● What is needed
Every entry, exactly as given, must be retyped.

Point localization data
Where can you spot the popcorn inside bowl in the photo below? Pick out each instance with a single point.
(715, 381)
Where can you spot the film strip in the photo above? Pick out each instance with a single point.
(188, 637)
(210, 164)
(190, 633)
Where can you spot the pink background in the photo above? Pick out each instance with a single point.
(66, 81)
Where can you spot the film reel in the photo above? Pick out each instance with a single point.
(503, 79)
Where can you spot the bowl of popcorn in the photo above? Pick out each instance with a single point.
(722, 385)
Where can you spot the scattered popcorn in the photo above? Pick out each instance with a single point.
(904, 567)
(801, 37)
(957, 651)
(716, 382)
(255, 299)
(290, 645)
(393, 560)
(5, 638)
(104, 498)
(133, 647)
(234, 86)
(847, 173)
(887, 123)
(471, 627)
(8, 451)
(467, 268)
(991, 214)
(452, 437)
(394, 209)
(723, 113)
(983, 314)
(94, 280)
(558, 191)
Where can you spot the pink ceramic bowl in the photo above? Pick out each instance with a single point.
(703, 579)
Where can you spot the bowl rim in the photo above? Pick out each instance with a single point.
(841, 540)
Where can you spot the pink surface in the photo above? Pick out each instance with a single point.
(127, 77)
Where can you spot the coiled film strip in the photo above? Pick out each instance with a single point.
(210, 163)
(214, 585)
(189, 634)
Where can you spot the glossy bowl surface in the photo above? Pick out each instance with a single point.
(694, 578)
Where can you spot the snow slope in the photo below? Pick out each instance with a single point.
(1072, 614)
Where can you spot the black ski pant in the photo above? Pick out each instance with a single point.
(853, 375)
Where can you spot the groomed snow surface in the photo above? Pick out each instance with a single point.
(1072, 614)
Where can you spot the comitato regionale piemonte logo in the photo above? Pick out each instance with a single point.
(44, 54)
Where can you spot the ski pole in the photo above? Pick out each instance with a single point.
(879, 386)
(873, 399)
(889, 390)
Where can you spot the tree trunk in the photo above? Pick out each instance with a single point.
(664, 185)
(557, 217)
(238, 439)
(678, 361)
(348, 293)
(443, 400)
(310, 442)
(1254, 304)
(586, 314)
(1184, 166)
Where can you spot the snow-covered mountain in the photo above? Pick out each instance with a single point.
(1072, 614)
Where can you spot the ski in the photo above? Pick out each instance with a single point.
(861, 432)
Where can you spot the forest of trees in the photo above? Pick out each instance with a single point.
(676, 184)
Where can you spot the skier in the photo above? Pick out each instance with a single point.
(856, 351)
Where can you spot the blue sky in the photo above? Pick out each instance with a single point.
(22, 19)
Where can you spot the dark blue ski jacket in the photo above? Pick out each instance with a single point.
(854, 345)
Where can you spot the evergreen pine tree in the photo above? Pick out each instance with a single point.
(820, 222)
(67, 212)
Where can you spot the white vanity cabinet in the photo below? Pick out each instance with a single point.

● Response below
Where can you spot the popcorn inside bowl in the photo below? Pick out each instance with a single point.
(715, 381)
Where can you spot the film strip in the photo above? Pick out each instance with a single point.
(188, 637)
(210, 164)
(190, 633)
Where can you spot the pink background in the photo above? Pick out each instance with a single point.
(66, 81)
Where can you spot the film reel in the photo above? Pick out each instance with a single point.
(503, 79)
Where can you spot the bowl of popcorn in the photo above? Pick out each instance with a single point.
(722, 385)
Where can you spot the scattered popcorn in the photo above? Pick out each instance with a single point.
(904, 567)
(801, 37)
(957, 651)
(716, 382)
(255, 299)
(290, 645)
(393, 560)
(5, 638)
(104, 498)
(133, 647)
(234, 86)
(847, 173)
(887, 123)
(471, 627)
(8, 451)
(467, 268)
(991, 214)
(452, 437)
(394, 209)
(723, 113)
(983, 314)
(94, 280)
(558, 191)
Where can you spot the pink ceramic bowl in the photo above? Pick out each instance with a single point.
(703, 579)
Where can you spot the bowl rim in the photo above? Pick out each instance with a single point.
(841, 540)
Where can you spot the pink surface in the photo above? Pick out each instance with a single point.
(127, 77)
Where can you spot the coiled film strip in the photo above? Pick out each instance with a single point.
(210, 163)
(214, 585)
(189, 634)
Where can you spot the glossy bowl surface in the photo above? Pick out each instance with a single point.
(694, 578)
Where can you spot the snow slope in the photo below? Pick out each instance with a single point.
(1072, 614)
Where can you spot the black ski pant in the photo above? Pick out each instance with a single point.
(853, 375)
Where can you spot the groomed snow surface in the photo above? Pick out each instance with a single point.
(1072, 614)
Where can you spot the comitato regionale piemonte logo in the photo above? Pick out each instance with a single point.
(44, 54)
Where can you spot the ski pole in the photo above? Pick out each instance with a single point.
(879, 386)
(873, 399)
(889, 390)
Where can you spot the tree trunk in the photo above? Pick out each instance with a single point.
(664, 185)
(557, 217)
(238, 439)
(678, 361)
(348, 293)
(443, 400)
(310, 442)
(1254, 304)
(586, 314)
(1184, 166)
Where can you spot the snow-covered mountain in the photo above? Pick out each instance with a single point.
(1072, 614)
Where can you spot the ski in the photo above? Pick out each instance with a single point.
(861, 432)
Where can you spot the forest of trees in the photo above? Pick out each instance with a single point.
(676, 184)
Where can you spot the skier in the photo above? Pick out each instance with a single point.
(856, 351)
Where can you spot the blue sky in the photo above? Pick out each instance with a single point.
(22, 19)
Where can you spot the dark blue ski jacket in the photo above? Pick out each instance with a single point.
(854, 345)
Where can you spot the evergreen pine tree in the photo above? Pick out each instance with a single point.
(820, 222)
(67, 212)
Where can you spot the white vanity cabinet in the photo below? Pick out each instance with a single point.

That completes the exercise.